◆ **Data provided**:
= = = =

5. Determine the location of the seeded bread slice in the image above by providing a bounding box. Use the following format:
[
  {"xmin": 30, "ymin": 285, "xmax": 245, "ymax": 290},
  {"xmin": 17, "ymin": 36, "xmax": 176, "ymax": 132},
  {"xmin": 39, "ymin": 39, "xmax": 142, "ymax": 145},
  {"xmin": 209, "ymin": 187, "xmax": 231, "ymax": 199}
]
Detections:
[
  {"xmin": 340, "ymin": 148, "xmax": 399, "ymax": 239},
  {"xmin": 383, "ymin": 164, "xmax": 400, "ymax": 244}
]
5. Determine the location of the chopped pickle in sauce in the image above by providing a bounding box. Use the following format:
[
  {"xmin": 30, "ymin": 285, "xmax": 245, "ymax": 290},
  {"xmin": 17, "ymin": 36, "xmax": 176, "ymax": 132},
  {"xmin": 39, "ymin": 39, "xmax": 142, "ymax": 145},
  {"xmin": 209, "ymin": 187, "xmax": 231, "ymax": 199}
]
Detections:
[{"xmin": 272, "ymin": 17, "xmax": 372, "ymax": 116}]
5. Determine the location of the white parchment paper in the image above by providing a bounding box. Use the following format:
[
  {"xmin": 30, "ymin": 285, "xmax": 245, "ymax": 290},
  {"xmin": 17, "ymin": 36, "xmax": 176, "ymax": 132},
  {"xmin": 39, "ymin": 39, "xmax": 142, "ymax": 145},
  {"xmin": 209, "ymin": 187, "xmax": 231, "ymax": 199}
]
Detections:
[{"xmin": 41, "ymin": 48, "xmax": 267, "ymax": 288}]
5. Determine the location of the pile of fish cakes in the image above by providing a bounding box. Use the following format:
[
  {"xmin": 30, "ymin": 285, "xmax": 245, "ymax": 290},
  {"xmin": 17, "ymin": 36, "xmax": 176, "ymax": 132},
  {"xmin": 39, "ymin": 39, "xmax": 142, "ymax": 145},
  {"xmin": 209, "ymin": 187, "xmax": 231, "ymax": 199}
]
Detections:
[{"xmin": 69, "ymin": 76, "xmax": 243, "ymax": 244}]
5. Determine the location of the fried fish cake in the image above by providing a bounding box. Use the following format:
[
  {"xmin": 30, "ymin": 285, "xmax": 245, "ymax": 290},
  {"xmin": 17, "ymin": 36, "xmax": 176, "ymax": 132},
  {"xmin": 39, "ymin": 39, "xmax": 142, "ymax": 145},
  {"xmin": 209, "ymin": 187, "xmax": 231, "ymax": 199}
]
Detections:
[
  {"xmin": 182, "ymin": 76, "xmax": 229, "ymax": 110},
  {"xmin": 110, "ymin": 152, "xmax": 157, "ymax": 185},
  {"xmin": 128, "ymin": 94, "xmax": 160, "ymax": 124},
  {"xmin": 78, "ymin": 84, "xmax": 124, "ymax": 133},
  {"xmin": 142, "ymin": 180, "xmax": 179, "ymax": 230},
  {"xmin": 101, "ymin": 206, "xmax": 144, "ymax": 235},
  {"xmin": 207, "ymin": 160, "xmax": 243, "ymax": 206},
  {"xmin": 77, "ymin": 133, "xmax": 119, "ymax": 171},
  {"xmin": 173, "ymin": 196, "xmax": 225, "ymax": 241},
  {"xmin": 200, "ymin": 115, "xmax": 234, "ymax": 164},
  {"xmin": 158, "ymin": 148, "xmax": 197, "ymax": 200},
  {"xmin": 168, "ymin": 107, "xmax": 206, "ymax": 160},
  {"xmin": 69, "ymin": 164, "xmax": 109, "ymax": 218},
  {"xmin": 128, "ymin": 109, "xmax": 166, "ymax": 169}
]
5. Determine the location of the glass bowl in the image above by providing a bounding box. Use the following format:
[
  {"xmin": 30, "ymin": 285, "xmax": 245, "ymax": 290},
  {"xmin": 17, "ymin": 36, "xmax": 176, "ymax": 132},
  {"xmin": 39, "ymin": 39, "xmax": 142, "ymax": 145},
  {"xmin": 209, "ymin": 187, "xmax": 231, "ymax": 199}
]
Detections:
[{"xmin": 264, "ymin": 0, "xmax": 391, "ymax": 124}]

= = = =

Return every line of the data above with no changes, from the first line through the last.

5. Determine the location of the seeded bread slice in the image above by providing a bounding box. Use the following format:
[
  {"xmin": 30, "ymin": 285, "xmax": 245, "ymax": 290},
  {"xmin": 17, "ymin": 36, "xmax": 176, "ymax": 132},
  {"xmin": 39, "ymin": 39, "xmax": 142, "ymax": 145},
  {"xmin": 209, "ymin": 187, "xmax": 231, "ymax": 199}
]
Detections:
[
  {"xmin": 340, "ymin": 148, "xmax": 399, "ymax": 239},
  {"xmin": 383, "ymin": 164, "xmax": 400, "ymax": 244}
]
5. Determine the location of the chopped pickle in sauce in the image above by providing a bounding box. Use the following format:
[
  {"xmin": 30, "ymin": 285, "xmax": 245, "ymax": 290},
  {"xmin": 17, "ymin": 36, "xmax": 176, "ymax": 132},
  {"xmin": 39, "ymin": 39, "xmax": 142, "ymax": 145},
  {"xmin": 209, "ymin": 187, "xmax": 231, "ymax": 199}
]
Detections:
[{"xmin": 272, "ymin": 17, "xmax": 372, "ymax": 116}]
5. Determine the location of the white parchment paper in the image above by providing a bounding box. Use the following format:
[
  {"xmin": 30, "ymin": 285, "xmax": 245, "ymax": 290},
  {"xmin": 17, "ymin": 36, "xmax": 176, "ymax": 132},
  {"xmin": 39, "ymin": 39, "xmax": 142, "ymax": 145},
  {"xmin": 209, "ymin": 187, "xmax": 231, "ymax": 199}
]
Detections:
[{"xmin": 41, "ymin": 48, "xmax": 267, "ymax": 288}]
5. Determine the location of the pile of fish cakes in the image above by providing a bounding box. Use the following format:
[
  {"xmin": 30, "ymin": 285, "xmax": 245, "ymax": 290},
  {"xmin": 17, "ymin": 36, "xmax": 176, "ymax": 132},
  {"xmin": 39, "ymin": 39, "xmax": 142, "ymax": 145},
  {"xmin": 209, "ymin": 187, "xmax": 231, "ymax": 199}
]
Detections:
[{"xmin": 69, "ymin": 76, "xmax": 243, "ymax": 244}]
5. Determine the location of the fried fish cake in the image above by providing a bounding box. Use the following format:
[
  {"xmin": 30, "ymin": 285, "xmax": 245, "ymax": 290},
  {"xmin": 17, "ymin": 36, "xmax": 176, "ymax": 132},
  {"xmin": 39, "ymin": 39, "xmax": 142, "ymax": 145},
  {"xmin": 209, "ymin": 187, "xmax": 231, "ymax": 199}
]
Detections:
[
  {"xmin": 182, "ymin": 76, "xmax": 229, "ymax": 110},
  {"xmin": 110, "ymin": 152, "xmax": 157, "ymax": 185},
  {"xmin": 128, "ymin": 94, "xmax": 160, "ymax": 124},
  {"xmin": 78, "ymin": 84, "xmax": 124, "ymax": 133},
  {"xmin": 142, "ymin": 180, "xmax": 179, "ymax": 230},
  {"xmin": 101, "ymin": 206, "xmax": 144, "ymax": 235},
  {"xmin": 207, "ymin": 160, "xmax": 243, "ymax": 206},
  {"xmin": 77, "ymin": 133, "xmax": 119, "ymax": 171},
  {"xmin": 173, "ymin": 196, "xmax": 225, "ymax": 241},
  {"xmin": 200, "ymin": 115, "xmax": 234, "ymax": 164},
  {"xmin": 158, "ymin": 148, "xmax": 197, "ymax": 200},
  {"xmin": 168, "ymin": 107, "xmax": 206, "ymax": 160},
  {"xmin": 69, "ymin": 164, "xmax": 109, "ymax": 218},
  {"xmin": 128, "ymin": 109, "xmax": 166, "ymax": 169}
]
5. Determine the location of the glass bowl in the image above by providing a bounding box. Use the following format:
[
  {"xmin": 30, "ymin": 285, "xmax": 245, "ymax": 290},
  {"xmin": 17, "ymin": 36, "xmax": 176, "ymax": 132},
  {"xmin": 39, "ymin": 39, "xmax": 142, "ymax": 145},
  {"xmin": 209, "ymin": 187, "xmax": 231, "ymax": 199}
]
Detections:
[{"xmin": 264, "ymin": 0, "xmax": 391, "ymax": 124}]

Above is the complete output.